DATA TO USE:
+===+

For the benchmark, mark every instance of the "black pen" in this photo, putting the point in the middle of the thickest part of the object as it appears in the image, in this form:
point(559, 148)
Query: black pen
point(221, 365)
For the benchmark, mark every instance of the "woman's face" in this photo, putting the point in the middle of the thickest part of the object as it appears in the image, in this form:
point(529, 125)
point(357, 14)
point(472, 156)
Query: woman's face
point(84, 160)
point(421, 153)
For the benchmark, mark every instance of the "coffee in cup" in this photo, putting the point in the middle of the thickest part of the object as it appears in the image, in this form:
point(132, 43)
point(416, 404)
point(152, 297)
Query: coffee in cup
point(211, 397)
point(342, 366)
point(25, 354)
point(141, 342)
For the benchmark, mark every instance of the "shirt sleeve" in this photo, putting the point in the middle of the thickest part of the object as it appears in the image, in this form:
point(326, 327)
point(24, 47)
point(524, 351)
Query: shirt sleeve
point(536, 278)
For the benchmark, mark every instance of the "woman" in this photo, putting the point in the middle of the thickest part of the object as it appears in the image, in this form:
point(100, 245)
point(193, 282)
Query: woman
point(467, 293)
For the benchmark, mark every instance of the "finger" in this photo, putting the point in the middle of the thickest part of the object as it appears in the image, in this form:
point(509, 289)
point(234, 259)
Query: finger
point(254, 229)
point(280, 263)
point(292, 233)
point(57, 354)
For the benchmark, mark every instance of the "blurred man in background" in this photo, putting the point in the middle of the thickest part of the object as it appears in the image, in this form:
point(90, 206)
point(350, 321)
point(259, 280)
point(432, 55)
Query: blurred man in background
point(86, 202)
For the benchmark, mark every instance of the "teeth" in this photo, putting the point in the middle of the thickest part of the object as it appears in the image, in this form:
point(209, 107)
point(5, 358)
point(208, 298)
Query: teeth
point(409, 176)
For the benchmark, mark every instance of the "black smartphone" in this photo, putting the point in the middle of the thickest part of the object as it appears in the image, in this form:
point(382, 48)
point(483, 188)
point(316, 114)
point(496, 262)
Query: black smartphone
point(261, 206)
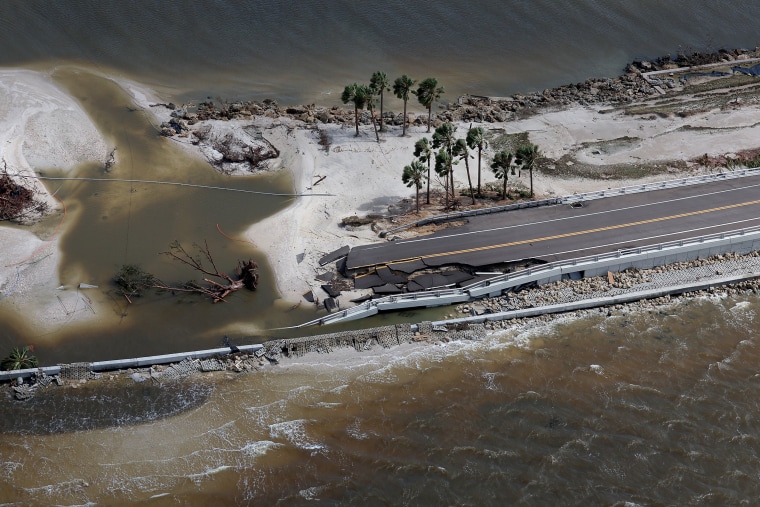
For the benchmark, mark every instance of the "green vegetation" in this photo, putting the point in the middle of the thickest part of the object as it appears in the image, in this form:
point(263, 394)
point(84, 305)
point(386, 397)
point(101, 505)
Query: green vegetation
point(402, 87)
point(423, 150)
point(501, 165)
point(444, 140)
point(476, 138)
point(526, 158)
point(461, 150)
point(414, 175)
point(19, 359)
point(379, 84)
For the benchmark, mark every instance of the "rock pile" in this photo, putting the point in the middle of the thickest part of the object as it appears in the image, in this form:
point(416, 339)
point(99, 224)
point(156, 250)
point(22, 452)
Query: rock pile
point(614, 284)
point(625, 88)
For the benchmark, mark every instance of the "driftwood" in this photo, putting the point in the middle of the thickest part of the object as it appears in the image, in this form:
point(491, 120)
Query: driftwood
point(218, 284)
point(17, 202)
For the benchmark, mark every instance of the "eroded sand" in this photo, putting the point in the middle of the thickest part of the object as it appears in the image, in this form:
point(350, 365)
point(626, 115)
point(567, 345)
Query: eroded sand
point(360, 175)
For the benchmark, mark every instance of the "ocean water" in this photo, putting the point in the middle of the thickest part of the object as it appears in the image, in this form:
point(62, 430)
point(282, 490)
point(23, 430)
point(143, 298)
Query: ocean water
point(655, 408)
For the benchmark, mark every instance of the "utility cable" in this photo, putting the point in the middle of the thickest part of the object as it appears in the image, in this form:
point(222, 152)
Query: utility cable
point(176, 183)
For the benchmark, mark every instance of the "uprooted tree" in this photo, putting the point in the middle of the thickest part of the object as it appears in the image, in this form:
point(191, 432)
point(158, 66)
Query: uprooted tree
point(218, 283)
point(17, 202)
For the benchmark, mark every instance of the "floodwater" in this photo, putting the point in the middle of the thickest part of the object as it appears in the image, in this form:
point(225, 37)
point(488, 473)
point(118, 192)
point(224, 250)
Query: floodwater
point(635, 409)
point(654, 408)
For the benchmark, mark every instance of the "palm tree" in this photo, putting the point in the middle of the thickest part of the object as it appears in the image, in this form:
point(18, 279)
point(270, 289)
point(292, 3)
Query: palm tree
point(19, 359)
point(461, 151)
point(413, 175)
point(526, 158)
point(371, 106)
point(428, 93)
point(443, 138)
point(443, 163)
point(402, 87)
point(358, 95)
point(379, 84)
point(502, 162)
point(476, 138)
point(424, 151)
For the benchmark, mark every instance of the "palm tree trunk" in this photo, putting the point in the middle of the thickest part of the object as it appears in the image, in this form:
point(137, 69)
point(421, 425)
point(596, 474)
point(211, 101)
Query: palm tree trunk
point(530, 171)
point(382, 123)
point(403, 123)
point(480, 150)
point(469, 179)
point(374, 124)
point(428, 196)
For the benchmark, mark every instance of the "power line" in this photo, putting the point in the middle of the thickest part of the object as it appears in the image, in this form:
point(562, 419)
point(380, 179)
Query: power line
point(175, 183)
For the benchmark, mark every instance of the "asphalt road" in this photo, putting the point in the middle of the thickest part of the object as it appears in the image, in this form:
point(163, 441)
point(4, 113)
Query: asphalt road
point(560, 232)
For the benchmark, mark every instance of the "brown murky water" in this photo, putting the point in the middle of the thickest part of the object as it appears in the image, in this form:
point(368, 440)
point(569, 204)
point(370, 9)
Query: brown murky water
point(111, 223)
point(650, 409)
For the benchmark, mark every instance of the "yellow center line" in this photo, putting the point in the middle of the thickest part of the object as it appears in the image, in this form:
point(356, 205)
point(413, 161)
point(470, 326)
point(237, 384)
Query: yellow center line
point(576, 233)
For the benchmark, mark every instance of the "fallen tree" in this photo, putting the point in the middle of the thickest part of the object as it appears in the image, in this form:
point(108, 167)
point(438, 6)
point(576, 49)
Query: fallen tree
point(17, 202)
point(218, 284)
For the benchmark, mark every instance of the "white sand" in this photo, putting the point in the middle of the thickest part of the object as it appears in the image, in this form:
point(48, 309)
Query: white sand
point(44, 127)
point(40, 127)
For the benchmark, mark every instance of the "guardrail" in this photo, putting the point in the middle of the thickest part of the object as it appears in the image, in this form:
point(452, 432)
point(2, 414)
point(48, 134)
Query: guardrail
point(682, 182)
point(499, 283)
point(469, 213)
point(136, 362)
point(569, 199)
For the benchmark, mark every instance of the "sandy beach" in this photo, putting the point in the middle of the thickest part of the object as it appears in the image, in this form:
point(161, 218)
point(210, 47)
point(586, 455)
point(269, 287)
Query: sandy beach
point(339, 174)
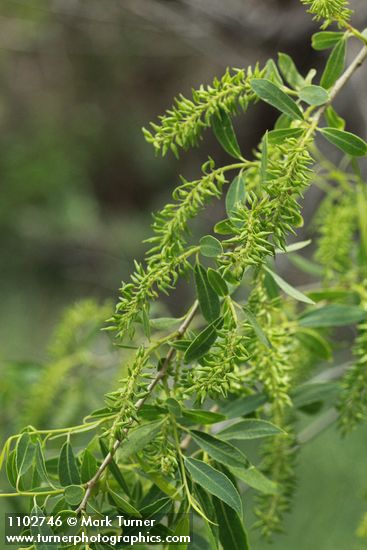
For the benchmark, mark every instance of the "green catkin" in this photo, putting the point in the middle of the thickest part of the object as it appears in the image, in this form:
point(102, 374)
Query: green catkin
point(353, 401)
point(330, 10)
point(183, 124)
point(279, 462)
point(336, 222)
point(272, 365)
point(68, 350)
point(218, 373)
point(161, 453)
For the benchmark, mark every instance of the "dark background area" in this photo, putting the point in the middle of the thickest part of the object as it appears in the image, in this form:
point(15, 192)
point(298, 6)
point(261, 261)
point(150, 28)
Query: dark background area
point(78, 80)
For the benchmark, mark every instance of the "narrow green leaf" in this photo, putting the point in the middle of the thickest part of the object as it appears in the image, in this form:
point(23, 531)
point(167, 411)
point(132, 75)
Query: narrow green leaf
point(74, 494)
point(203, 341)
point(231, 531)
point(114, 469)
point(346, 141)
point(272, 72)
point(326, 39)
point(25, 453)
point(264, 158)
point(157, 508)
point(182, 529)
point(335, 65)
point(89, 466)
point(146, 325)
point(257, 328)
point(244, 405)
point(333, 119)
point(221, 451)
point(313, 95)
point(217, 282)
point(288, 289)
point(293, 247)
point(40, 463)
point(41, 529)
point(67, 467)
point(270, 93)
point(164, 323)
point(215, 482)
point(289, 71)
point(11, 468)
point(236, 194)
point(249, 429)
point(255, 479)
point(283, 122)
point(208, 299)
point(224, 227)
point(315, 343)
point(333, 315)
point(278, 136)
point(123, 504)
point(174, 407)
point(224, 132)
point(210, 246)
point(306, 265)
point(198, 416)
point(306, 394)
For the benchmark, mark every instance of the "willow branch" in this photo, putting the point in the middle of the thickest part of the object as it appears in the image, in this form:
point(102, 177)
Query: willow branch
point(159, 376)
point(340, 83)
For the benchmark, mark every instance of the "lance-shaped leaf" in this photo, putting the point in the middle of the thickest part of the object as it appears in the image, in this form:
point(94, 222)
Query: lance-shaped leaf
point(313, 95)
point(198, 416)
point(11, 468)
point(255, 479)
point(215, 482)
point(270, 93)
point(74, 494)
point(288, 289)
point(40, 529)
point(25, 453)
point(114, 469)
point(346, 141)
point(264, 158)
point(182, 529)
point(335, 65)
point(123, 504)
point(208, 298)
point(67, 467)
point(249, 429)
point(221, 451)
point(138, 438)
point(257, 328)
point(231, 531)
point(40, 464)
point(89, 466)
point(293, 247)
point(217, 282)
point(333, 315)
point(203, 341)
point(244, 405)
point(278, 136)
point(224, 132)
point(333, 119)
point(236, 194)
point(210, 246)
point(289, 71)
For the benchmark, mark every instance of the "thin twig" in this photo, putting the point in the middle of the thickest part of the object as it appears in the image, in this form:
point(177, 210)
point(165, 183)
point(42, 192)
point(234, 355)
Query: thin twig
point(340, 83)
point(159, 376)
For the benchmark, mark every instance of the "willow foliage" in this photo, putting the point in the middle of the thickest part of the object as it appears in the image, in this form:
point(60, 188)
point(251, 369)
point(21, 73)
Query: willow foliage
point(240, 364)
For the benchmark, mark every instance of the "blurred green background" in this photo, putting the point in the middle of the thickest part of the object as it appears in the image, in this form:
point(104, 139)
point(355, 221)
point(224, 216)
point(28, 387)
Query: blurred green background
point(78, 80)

+===+

OBJECTIVE:
Copy the entries word for word, starting at the very beginning and ending with the line that contains "point(467, 293)", including that line.

EXERCISE ANSWER:
For the benchmark, mark every instance of the "black pen" in this photo, putting the point in the middle of the thickest part of the object as it appears in the image, in this form:
point(559, 148)
Query: black pen
point(221, 365)
For the benchmark, mark every instance of the "woman's face" in this photo, putting the point in the middle of the thickest part of the object as it appears in the image, in this form:
point(529, 125)
point(357, 14)
point(472, 156)
Query: woman's face
point(84, 160)
point(421, 153)
For the benchmark, mark every instance of the "coffee in cup" in this photo, putting the point in the middle of the thickest part of the object as it appears in the image, in this form:
point(132, 43)
point(416, 404)
point(152, 297)
Query: coffee in cup
point(211, 397)
point(342, 366)
point(25, 354)
point(141, 342)
For the benchmark, mark every instance of the "shirt sleeve" in this photo, putting the point in the middle of the thickest part of the object as it appears in the image, in this form:
point(326, 327)
point(24, 47)
point(524, 351)
Query: shirt sleeve
point(536, 278)
For the benchmark, mark every instance of the "woman" in this photo, putting the point in the middle of the thickest part of the object as it appears in the image, in this form:
point(100, 245)
point(193, 282)
Query: woman
point(467, 293)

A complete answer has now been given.